LATIHAN =
Ubah semua baris di bawah ini menjadi tabel Markdown dengan kolom "No" untuk nomor urut dan kolom "Baris" untuk isi baris, tanpa menyertakan baris kosong.

BARIS YANG DISEDIAKAN =

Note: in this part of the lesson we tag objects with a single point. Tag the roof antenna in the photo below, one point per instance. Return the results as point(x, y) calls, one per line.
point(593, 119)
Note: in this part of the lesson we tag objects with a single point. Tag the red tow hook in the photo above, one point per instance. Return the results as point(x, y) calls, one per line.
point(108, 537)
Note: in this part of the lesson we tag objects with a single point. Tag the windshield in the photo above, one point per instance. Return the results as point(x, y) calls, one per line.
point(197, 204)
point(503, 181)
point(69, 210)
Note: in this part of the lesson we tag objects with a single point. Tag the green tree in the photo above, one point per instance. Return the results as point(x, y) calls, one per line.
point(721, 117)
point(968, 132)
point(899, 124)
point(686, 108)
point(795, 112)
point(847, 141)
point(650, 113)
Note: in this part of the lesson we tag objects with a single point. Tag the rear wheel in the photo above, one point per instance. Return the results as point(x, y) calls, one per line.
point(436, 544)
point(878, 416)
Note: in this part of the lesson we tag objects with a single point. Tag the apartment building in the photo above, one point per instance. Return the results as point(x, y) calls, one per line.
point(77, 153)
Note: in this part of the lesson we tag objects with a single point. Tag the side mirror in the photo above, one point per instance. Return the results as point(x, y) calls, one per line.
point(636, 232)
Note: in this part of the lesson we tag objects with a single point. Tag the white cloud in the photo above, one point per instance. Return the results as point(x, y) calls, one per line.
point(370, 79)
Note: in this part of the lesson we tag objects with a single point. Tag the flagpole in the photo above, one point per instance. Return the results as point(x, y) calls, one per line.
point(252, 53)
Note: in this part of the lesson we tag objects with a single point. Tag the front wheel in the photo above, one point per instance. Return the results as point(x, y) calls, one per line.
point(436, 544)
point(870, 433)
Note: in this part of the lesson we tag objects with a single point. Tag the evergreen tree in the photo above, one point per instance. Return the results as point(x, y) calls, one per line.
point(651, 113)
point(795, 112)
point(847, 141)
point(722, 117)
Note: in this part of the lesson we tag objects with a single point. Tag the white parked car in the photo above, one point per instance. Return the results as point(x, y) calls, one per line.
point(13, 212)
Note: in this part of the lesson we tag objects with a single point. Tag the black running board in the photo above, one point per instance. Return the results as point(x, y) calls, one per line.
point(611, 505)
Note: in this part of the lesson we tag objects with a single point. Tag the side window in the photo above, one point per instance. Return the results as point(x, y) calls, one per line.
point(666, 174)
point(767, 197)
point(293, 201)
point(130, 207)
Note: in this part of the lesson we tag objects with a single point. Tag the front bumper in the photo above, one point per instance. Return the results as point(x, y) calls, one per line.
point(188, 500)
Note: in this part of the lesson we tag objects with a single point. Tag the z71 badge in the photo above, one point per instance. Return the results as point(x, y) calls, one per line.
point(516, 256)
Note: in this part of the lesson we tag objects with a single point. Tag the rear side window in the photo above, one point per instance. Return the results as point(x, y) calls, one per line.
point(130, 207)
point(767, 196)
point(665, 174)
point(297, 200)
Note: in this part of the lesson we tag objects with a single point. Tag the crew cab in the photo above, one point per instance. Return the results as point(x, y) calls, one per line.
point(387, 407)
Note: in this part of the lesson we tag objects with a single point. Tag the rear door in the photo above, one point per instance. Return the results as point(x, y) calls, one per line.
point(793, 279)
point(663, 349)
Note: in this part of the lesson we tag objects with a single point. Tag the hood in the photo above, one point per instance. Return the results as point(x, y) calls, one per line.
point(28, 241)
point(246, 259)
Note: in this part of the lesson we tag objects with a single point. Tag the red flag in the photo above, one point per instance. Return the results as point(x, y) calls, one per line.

JAWABAN TERTULIS =
| No | Baris |
|---|---|
| 1 | Note: in this part of the lesson we tag objects with a single point. Tag the roof antenna in the photo below, one point per instance. Return the results as point(x, y) calls, one per line. |
| 2 | point(593, 119) |
| 3 | Note: in this part of the lesson we tag objects with a single point. Tag the red tow hook in the photo above, one point per instance. Return the results as point(x, y) calls, one per line. |
| 4 | point(108, 537) |
| 5 | Note: in this part of the lesson we tag objects with a single point. Tag the windshield in the photo above, one point per instance. Return the results as point(x, y) calls, one per line. |
| 6 | point(197, 204) |
| 7 | point(503, 181) |
| 8 | point(69, 210) |
| 9 | Note: in this part of the lesson we tag objects with a single point. Tag the green tree in the photo above, one point per instance. Return the results as point(x, y) calls, one per line. |
| 10 | point(721, 117) |
| 11 | point(968, 132) |
| 12 | point(899, 124) |
| 13 | point(686, 108) |
| 14 | point(795, 112) |
| 15 | point(847, 141) |
| 16 | point(650, 113) |
| 17 | Note: in this part of the lesson we tag objects with a single point. Tag the rear wheel in the photo above, one point per instance. Return the results as point(x, y) calls, one per line. |
| 18 | point(436, 544) |
| 19 | point(878, 416) |
| 20 | Note: in this part of the lesson we tag objects with a single point. Tag the apartment building in the photo above, one point per instance. Return the results as point(x, y) calls, one per line. |
| 21 | point(77, 153) |
| 22 | Note: in this part of the lesson we tag objects with a single point. Tag the side mirror in the photo above, one point per instance. Return the results as point(x, y) calls, one per line. |
| 23 | point(636, 232) |
| 24 | Note: in this part of the lesson we tag objects with a single point. Tag the white cloud in the photo above, one point per instance. Return the results as point(x, y) calls, one per line. |
| 25 | point(370, 79) |
| 26 | Note: in this part of the lesson we tag objects with a single point. Tag the flagpole in the photo above, one point per instance. Return the results as point(x, y) calls, one per line. |
| 27 | point(252, 53) |
| 28 | Note: in this part of the lesson we tag objects with a single point. Tag the front wheel in the photo above, one point per instance. Return the results as point(x, y) calls, one per line. |
| 29 | point(436, 544) |
| 30 | point(870, 433) |
| 31 | Note: in this part of the lesson we tag objects with a single point. Tag the evergreen tree in the photo above, one point per instance. Return the results as point(x, y) calls, one per line. |
| 32 | point(651, 113) |
| 33 | point(795, 112) |
| 34 | point(847, 141) |
| 35 | point(722, 117) |
| 36 | Note: in this part of the lesson we tag objects with a single point. Tag the white parked car in the photo above, one point per instance. Return the results as point(x, y) calls, one per line. |
| 37 | point(13, 212) |
| 38 | Note: in this part of the lesson we tag objects with a single point. Tag the black running board in the photo above, one point per instance. Return the results as point(x, y) calls, one per line. |
| 39 | point(611, 505) |
| 40 | Note: in this part of the lesson we tag objects with a single point. Tag the side window in the photo above, one point per instance. Return the results as point(x, y) calls, one per line. |
| 41 | point(666, 174) |
| 42 | point(767, 197) |
| 43 | point(293, 201) |
| 44 | point(130, 207) |
| 45 | Note: in this part of the lesson we tag objects with a single point. Tag the front bumper in the photo above, one point per instance. Return the results as point(x, y) calls, one per line. |
| 46 | point(188, 500) |
| 47 | Note: in this part of the lesson we tag objects with a single point. Tag the z71 badge in the photo above, one point per instance. Return the results as point(x, y) calls, one per line. |
| 48 | point(516, 256) |
| 49 | Note: in this part of the lesson we tag objects with a single point. Tag the rear side window in the photo above, one point per instance. Return the results as point(x, y) calls, one per line. |
| 50 | point(130, 207) |
| 51 | point(767, 196) |
| 52 | point(665, 174) |
| 53 | point(297, 200) |
| 54 | Note: in this part of the lesson we tag objects with a single point. Tag the crew cab in the photo above, one point per instance. Return the results as point(x, y) calls, one per line. |
| 55 | point(387, 407) |
| 56 | Note: in this part of the lesson we tag objects with a single point. Tag the rear door in the photo above, one point per instance. Return the results as point(x, y) calls, one per line. |
| 57 | point(793, 279) |
| 58 | point(663, 349) |
| 59 | Note: in this part of the lesson we tag objects with a single point. Tag the hood in the photo above, one point per instance. Return the results as point(x, y) calls, one per line. |
| 60 | point(28, 241) |
| 61 | point(246, 259) |
| 62 | Note: in this part of the lesson we tag objects with a single point. Tag the red flag in the photo above, one point per instance. Return the results as point(x, y) calls, one per line. |